TASK STATEMENT.
Each entry below is to be duplicated verbatim.

(Natural language region descriptions)
• • •

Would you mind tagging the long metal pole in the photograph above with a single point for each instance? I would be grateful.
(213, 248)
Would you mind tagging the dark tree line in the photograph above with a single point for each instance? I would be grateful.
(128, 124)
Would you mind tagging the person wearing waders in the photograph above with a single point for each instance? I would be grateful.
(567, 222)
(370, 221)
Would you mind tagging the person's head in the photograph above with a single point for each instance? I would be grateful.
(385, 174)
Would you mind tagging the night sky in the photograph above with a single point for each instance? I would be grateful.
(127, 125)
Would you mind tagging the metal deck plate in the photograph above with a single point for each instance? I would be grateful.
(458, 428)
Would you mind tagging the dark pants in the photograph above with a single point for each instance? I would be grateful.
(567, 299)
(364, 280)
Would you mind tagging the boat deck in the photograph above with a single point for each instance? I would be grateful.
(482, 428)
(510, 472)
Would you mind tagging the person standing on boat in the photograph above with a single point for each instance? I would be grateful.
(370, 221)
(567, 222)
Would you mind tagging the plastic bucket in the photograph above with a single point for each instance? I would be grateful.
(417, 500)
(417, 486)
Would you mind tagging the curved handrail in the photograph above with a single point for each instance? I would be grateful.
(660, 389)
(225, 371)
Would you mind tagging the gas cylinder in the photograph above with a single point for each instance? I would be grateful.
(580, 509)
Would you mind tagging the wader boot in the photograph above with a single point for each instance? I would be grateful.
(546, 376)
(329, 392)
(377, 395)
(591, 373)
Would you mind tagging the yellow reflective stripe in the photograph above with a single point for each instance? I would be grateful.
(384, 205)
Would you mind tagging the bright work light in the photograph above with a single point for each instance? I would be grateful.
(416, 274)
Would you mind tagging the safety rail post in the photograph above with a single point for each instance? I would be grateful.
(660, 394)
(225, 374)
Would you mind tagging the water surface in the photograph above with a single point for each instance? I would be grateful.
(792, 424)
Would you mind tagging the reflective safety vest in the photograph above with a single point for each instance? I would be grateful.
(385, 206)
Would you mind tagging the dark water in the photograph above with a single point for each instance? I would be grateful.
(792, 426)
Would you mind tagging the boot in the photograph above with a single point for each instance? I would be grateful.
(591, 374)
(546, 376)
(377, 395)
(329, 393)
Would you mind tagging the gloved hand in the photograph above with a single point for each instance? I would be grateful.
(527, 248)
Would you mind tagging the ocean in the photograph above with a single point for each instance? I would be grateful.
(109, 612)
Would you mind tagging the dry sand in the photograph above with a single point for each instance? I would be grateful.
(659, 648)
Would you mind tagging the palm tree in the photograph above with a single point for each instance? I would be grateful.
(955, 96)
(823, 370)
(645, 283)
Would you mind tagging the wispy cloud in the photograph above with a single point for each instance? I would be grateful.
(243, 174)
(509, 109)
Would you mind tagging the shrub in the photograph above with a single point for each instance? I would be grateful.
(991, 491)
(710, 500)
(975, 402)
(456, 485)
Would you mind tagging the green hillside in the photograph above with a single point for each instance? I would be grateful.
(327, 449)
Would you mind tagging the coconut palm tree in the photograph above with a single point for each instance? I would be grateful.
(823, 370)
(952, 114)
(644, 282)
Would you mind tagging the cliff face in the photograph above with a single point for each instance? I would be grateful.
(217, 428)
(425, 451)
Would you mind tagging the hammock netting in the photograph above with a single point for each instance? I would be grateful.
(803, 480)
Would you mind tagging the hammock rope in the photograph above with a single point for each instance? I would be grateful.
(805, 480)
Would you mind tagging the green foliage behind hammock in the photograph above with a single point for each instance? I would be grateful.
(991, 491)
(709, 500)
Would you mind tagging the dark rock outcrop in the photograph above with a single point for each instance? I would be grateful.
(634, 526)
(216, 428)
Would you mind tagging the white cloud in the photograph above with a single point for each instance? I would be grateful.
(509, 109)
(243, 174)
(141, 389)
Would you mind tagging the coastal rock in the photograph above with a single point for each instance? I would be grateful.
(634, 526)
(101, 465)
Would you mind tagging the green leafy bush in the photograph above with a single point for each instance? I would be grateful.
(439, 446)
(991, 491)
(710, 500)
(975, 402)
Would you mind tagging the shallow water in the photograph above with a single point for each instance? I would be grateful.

• • •

YOUR RESPONSE.
Would you mind tagging the long metal pole in the photograph above with a single point for each instance? I would be grateful.
(213, 248)
Would you mind tagging the dark tree line in the photograph above with a single point for each instance? I would be grateful.
(128, 124)
Would you mind tagging the person wearing waders in the photograph above with a single point for each instance? I would be grateful.
(567, 222)
(370, 221)
Would you mind tagging the person's head in the photograph above with a single point for each instance? I would be grateful.
(385, 174)
Would you mind tagging the night sky in the photograph above with a single point for each instance? I would be grateful.
(127, 125)
Would you mind tagging the metal deck plate in the photograph above with a single point for each instance? I would be grateful.
(458, 428)
Would you mind tagging the dark pants in the photograph above with a single point for each instance? I would be grateful.
(567, 299)
(364, 280)
Would you mind tagging the boat deck in the photograph above with a single point for each instance? I would be grateful.
(482, 428)
(510, 472)
Would you mind tagging the person standing on boat in the photograph above with a single point for each instance? I would be grateful.
(370, 221)
(567, 222)
Would you mind tagging the plastic bucket in the photograph above with a single point for each instance? I would be grateful.
(417, 500)
(417, 486)
Would you mind tagging the curved handrail in the photograph above with a single point for each instance? I would be grateful.
(660, 389)
(225, 371)
Would you mind tagging the gas cylinder in the photograph above with a single point for each instance? I would be grateful.
(580, 509)
Would you mind tagging the wader boot in the photograph above with a single point for each instance? I would be grateful.
(546, 376)
(329, 392)
(377, 395)
(591, 373)
Would you mind tagging the yellow reflective stripe in the photograph above with a single point for each instance? I would be grateful.
(384, 205)
Would you mind tagging the bright work light in the photograph above with a single point for each instance? I would be grateful.
(416, 274)
Would you mind tagging the safety rail post in the photograph above with a single point for each instance? I would be grateful.
(660, 394)
(225, 374)
Would you mind tagging the water surface in the photograph above with a single point for each instance? I would be grateful.
(792, 424)
Would you mind tagging the reflective safety vest in the photograph above with a single point for each instance? I would be grateful.
(385, 206)
Would you mind tagging the dark water in the photograph above with a single point for each instance? I would be grateful.
(792, 426)
Would you mind tagging the boot in the photograph above with a single point for each instance? I would be grateful.
(591, 374)
(546, 376)
(377, 395)
(329, 393)
Would you mind tagging the gloved hand in the photograph above with a single point for each instance? I would be grateful.
(527, 248)
Would you mind tagging the ocean in the photograph above with a single point for each instance? I would be grateful.
(109, 612)
Would you mind tagging the dry sand in the photograph above with a single point for each instance? I would be grateful.
(659, 648)
Would you mind tagging the palm tree in the photograph above with a single point for each instance? I would be grateful.
(955, 96)
(823, 370)
(645, 283)
Would you mind tagging the wispy cloud in the photograph above with a single point for each instance? I would be grateful.
(243, 174)
(509, 109)
Would you mind tagging the shrub in the photograph above with a single point for each instance? I would be grateful.
(991, 491)
(710, 500)
(975, 402)
(456, 485)
Would you mind tagging the green hillside in the photograph above with a single point for each instance? I would be grateful.
(327, 449)
Would you mind tagging the coconut palm tree in the photograph above with a single point for each instance? I would be grateful.
(823, 370)
(952, 114)
(644, 282)
Would you mind tagging the cliff face in the photograph above with a single point for each instance? I would be grateful.
(217, 428)
(425, 451)
Would you mind tagging the hammock netting in the photograph above with a single point for each instance? I would be grateful.
(803, 480)
Would you mind tagging the hammock rope in the photograph above with a single point for each instance? I would be grateful.
(805, 480)
Would you mind tagging the green foliage behind hammock in the photograph above with a single point for each instance? I would be grateful.
(991, 491)
(709, 500)
Would you mind tagging the dark rock outcrop in the photograph above with a single point for each instance? I would be grateful.
(634, 526)
(216, 428)
Would you mind tagging the white cloud in the photograph above with a single point for each instance? I would be grateful.
(509, 109)
(243, 174)
(141, 389)
Would you mind tagging the coastal rock in the photograph above with a single point for each instance? I would be grateful.
(634, 526)
(101, 465)
Would you mind tagging the green leafy bush in the photograph above with a single point for each instance? I would be grateful.
(439, 446)
(991, 491)
(710, 500)
(975, 402)
Would you mind tagging the shallow water in the photograph above with a single point for each instance? I would be grateful.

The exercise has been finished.